=== SOURCE ===

More published evidence of Quantum Entanglement with Dwave Systems Qubits

A new paper published today in Phys Rev X demonstrates eight qubit entanglement in a D-Wave processor, which is a world record for solid state qubits. This is an exceptional paper with an important result. The picture below measures a quantity that, if negative, verifies entanglement. The quantity s is the time — the quantum annealing procedure goes from the left to the right, with entanglement maximized near the area where the energy gap is smallest.

Upper limit of the quantity Tr[WABρ] versus s for several bipartitions A-B of the eight-qubit system. When this quantity is less than 0, the system is entangled with respect to this bipartition. The solid dots show the upper limit on Tr[WABρ] for the median bipartition. The open dots above and below these are derived from the two bipartitions that give the highest and lowest upper limits on Tr[WABρ], respectively. For the points at s greater than 0.3, the measurements of P1 and P2 do not constrain ρ enough to certify entanglement.

Quantum algorithms hold the promise of helping to solve a broad range of problems that are simply intractable with classical algorithms. The advantage of quantum calculations stems from exploiting the strange and nonintuitive properties of quantum systems: tunneling, superposition, quantum coherence, and entanglement. Building a general-purpose quantum computer, however, is extremely challenging; a more scalable and feasible approach may involve implementing a single, simpler quantum algorithm, such as quantum annealing. It is critical to demonstrate that such a scalable processor has access to quantum-mechanical resources such as coherence and entanglement. We build a processor based on quantum annealing and verify that specific two- and eight-qubit systems become entangled, a necessary and significant step in developing quantum annealing into a viable quantum-computing technology.

We run quantum annealing on a processor chip composed of magnetically coupled superconducting flux qubits. The chip is mounted on the mixing chamber of a dilution refrigerator held at 12.5 mK. We use qubit tunneling spectroscopy to infer nonclassical correlations in two- and eight-qubit systems based on eigenspectra and level occupations, effects that persist even at thermal equilibrium. Our measurements of spectral lines are dominated by the noise of the qubit tunneling spectroscopy probe, however, and we expect that follow-up experiments with improved probes will enable larger systems of qubits to be studied.

Our work provides promise that quantum annealing is a viable approach to realizing quantum-computing technologies. Moreover, our technique represents an effective way of studying quantum behavior in a practical processor, helping us to further understand the capabilities of quantum algorithms.

=== MATERIAL PROVIDED ===

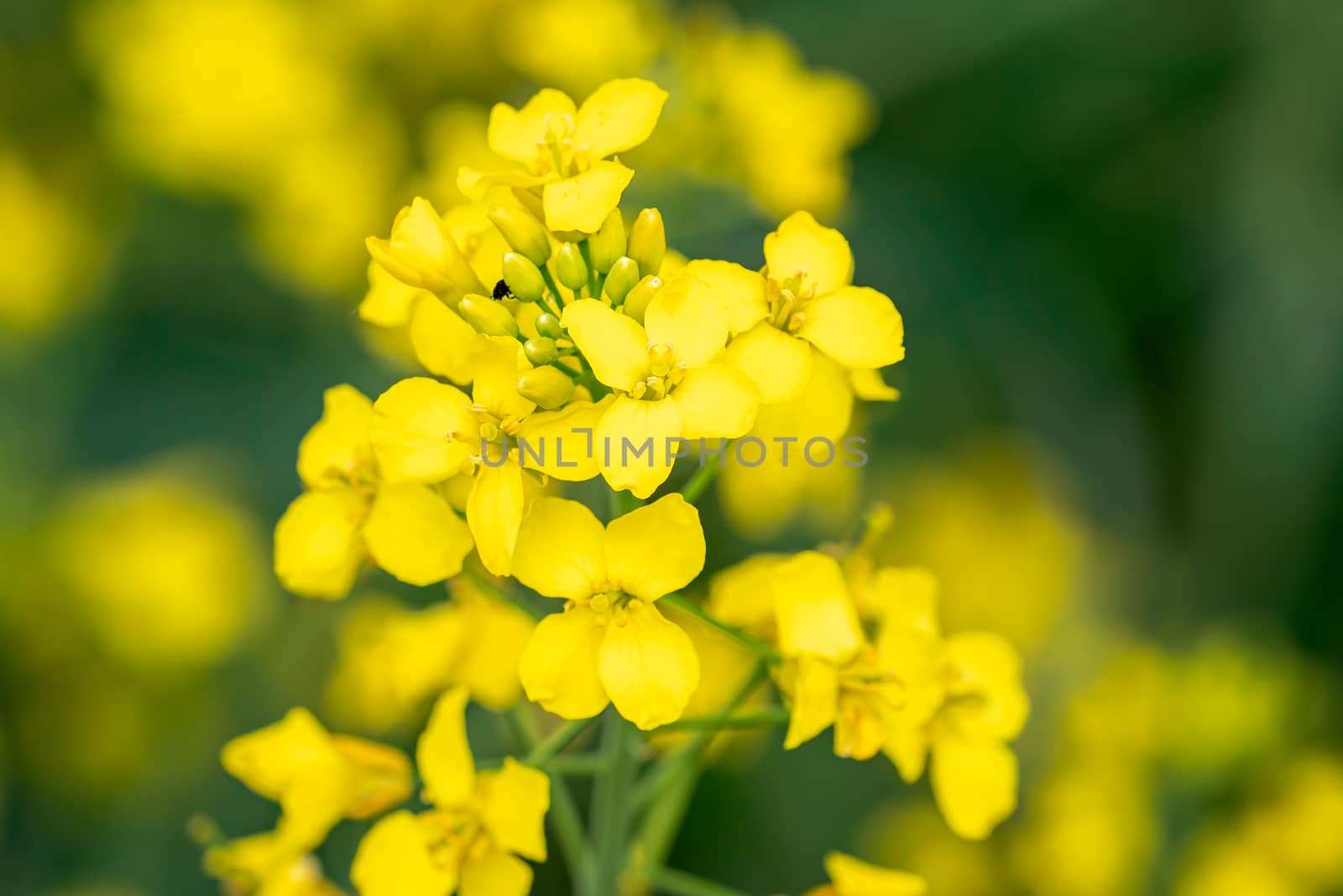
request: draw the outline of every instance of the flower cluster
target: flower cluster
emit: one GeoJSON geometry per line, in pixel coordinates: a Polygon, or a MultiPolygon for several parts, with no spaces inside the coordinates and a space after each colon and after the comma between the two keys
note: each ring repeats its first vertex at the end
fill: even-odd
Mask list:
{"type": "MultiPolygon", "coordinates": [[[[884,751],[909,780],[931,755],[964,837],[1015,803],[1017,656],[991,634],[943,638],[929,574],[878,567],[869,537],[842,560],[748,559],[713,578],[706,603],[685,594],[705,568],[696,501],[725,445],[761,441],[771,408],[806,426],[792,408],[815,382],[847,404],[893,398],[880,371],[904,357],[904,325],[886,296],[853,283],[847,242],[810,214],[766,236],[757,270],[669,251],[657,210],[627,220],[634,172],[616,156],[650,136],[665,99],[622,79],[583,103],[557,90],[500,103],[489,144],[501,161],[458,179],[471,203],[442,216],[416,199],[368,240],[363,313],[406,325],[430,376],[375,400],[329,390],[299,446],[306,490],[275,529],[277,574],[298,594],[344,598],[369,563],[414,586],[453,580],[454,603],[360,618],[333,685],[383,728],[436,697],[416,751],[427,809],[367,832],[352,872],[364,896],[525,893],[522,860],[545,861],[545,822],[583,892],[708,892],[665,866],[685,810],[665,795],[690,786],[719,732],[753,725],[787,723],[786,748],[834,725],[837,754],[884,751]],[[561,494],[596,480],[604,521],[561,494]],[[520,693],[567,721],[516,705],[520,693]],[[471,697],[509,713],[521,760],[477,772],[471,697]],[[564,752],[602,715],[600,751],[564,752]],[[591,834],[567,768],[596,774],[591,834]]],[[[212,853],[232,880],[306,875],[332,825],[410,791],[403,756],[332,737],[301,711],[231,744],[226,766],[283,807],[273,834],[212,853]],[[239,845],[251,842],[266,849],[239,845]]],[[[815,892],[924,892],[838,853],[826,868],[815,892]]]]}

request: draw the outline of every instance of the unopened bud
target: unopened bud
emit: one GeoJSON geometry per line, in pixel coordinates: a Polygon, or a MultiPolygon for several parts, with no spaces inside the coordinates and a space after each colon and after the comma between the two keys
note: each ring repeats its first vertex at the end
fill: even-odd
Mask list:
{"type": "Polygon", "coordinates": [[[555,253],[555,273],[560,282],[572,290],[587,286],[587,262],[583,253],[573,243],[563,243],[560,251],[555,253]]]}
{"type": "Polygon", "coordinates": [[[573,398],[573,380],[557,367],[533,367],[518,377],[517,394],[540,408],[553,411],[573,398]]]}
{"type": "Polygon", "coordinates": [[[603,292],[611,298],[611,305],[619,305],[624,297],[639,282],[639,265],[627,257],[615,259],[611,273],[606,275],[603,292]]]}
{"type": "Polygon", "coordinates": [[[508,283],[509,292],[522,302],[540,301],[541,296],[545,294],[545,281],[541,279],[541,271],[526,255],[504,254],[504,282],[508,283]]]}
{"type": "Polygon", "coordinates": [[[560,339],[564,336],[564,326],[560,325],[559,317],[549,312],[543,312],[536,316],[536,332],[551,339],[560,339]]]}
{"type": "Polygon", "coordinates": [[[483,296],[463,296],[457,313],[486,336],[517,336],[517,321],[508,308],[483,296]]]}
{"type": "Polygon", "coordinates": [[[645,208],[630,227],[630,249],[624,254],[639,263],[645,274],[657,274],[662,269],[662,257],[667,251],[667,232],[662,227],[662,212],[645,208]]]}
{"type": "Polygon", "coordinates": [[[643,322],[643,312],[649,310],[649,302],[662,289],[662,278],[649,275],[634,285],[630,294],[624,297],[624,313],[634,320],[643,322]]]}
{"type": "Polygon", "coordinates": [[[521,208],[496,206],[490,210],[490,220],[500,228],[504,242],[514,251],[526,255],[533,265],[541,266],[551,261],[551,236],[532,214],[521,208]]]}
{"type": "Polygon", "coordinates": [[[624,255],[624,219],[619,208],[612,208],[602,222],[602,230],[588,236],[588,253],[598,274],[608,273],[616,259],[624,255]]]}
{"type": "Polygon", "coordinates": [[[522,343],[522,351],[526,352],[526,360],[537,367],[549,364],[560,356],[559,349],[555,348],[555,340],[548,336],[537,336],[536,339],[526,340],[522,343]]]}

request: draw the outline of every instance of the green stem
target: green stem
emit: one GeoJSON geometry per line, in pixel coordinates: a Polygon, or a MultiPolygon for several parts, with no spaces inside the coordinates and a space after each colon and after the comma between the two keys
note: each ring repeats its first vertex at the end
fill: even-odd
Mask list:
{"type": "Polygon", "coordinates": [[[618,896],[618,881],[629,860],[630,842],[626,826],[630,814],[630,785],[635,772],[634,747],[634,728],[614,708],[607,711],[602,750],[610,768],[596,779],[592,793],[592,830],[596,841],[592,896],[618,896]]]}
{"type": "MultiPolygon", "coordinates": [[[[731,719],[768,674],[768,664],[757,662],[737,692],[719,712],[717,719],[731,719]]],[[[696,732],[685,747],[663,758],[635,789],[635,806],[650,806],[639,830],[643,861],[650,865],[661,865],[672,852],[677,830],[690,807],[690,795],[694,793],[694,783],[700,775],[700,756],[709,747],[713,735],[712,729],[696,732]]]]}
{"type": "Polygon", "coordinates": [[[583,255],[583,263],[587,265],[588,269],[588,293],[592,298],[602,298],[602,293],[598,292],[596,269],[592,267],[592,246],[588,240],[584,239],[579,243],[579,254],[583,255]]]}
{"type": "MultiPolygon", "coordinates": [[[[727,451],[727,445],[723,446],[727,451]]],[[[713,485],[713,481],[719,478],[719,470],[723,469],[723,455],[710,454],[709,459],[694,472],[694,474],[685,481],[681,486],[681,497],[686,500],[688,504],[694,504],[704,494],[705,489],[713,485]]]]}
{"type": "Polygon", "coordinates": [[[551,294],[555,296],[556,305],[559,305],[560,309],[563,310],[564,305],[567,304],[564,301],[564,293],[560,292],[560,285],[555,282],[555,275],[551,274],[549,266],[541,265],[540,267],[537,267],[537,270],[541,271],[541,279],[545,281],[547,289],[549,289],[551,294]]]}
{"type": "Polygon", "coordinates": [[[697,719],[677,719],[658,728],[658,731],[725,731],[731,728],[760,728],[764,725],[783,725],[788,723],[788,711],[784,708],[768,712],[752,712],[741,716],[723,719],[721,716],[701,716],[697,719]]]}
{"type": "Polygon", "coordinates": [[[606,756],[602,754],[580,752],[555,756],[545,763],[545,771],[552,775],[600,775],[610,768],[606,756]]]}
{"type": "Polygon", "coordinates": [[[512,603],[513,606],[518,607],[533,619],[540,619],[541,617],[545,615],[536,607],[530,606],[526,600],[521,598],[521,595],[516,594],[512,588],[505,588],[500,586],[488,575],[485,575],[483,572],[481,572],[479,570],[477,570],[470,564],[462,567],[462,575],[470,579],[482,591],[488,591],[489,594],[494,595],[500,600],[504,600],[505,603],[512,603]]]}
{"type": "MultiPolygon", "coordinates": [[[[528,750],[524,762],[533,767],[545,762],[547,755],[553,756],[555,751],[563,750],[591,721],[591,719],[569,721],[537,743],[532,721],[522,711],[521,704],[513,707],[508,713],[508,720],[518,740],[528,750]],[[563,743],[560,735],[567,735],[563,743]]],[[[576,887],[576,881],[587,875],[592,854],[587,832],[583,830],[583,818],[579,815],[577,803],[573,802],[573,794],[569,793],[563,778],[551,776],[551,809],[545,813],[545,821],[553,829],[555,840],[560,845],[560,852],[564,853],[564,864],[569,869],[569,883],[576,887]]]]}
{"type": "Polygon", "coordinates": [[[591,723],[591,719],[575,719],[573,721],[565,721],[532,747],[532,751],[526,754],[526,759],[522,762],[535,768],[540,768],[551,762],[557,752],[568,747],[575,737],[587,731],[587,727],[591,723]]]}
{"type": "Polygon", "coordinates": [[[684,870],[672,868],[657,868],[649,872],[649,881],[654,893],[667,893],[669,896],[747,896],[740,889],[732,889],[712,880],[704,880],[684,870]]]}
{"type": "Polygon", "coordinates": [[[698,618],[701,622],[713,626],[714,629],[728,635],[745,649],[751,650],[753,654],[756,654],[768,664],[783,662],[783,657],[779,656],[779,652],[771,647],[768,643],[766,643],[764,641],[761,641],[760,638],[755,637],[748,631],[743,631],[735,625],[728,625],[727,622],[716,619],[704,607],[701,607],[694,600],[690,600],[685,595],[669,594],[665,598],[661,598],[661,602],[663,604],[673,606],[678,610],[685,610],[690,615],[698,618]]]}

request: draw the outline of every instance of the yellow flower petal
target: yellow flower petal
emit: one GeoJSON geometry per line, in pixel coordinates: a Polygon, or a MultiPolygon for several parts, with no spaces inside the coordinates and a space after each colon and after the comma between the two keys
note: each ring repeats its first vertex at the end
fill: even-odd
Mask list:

===
=== MATERIAL PROVIDED ===

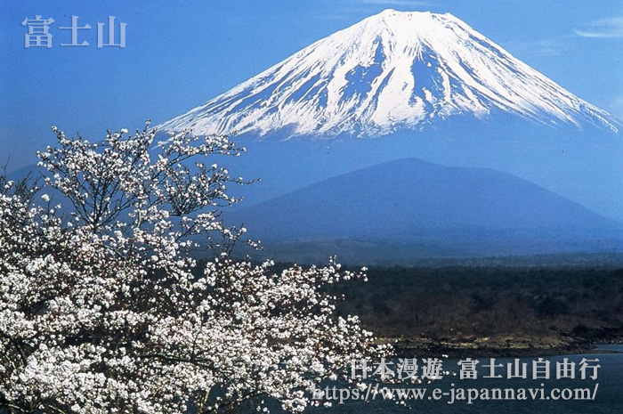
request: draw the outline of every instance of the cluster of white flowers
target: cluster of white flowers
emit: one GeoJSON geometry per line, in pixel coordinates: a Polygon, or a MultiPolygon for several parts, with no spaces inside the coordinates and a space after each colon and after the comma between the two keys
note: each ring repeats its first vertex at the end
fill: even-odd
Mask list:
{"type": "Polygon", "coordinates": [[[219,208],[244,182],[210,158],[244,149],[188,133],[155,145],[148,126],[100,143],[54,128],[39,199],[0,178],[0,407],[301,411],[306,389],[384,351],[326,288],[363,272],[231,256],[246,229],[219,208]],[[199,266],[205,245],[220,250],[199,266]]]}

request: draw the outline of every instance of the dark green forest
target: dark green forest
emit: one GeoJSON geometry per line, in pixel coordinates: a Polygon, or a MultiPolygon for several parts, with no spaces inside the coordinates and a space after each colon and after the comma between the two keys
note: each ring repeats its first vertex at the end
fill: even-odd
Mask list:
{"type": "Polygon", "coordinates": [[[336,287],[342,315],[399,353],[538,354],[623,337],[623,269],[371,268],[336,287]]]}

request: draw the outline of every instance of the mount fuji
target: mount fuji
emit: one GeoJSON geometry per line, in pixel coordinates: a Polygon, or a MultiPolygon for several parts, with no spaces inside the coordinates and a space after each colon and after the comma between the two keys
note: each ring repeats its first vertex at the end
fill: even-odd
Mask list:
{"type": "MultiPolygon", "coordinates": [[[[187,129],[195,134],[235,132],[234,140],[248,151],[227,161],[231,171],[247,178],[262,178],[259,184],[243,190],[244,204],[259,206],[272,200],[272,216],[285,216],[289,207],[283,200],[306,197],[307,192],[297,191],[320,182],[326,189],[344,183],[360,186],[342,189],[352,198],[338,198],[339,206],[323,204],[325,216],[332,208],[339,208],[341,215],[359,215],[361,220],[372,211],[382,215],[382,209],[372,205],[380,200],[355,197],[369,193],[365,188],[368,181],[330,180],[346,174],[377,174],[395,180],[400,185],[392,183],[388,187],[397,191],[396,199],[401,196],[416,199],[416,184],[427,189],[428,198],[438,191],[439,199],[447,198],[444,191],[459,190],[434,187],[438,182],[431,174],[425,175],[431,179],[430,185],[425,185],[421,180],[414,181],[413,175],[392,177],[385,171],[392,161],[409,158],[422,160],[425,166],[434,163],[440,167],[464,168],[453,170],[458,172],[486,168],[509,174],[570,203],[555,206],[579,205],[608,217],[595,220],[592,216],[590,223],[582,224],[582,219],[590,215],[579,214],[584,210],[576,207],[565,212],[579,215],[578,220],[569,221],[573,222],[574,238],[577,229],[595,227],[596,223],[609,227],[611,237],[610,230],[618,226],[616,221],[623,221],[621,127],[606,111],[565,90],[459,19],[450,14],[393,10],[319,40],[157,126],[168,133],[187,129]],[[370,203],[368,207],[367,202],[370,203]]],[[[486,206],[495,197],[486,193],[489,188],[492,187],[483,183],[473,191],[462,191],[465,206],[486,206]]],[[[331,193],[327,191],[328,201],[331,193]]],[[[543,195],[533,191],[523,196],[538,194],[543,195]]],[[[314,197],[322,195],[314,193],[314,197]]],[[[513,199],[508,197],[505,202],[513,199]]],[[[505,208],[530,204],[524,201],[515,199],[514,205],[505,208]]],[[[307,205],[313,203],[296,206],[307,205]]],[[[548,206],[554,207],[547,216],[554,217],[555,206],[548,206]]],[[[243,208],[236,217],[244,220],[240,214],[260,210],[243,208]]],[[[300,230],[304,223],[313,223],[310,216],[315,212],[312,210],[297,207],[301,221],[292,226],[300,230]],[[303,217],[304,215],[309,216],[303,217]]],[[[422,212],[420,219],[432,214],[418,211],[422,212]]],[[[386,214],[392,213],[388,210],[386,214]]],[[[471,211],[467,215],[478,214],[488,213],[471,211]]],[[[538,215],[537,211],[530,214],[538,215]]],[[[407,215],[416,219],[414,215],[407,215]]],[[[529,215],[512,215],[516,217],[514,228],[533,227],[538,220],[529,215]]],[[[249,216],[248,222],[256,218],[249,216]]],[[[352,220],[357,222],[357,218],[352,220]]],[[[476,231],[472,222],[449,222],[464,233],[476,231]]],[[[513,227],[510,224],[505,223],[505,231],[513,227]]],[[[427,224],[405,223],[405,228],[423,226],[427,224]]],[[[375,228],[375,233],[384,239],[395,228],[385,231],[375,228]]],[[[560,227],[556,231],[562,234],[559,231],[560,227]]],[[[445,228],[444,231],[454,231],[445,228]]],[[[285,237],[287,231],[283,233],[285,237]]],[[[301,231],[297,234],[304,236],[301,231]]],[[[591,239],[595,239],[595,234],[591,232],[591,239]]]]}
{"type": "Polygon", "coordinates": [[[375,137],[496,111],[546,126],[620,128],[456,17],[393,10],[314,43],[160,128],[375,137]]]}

===

GIVEN REQUEST >> Summarize the text on entanglement in D-Wave qubits in two sentences.

FINAL RESULT >> A paper published in Phys Rev X demonstrates eight-qubit entanglement in a D-Wave processor, a world record for solid state qubits, using a measured quantity that verifies entanglement when it is negative. Running quantum annealing on a chip of magnetically coupled superconducting flux qubits and using qubit tunneling spectroscopy, the researchers verify that specific two- and eight-qubit systems become entangled, which they present as a necessary step toward making quantum annealing a viable quantum-computing technology.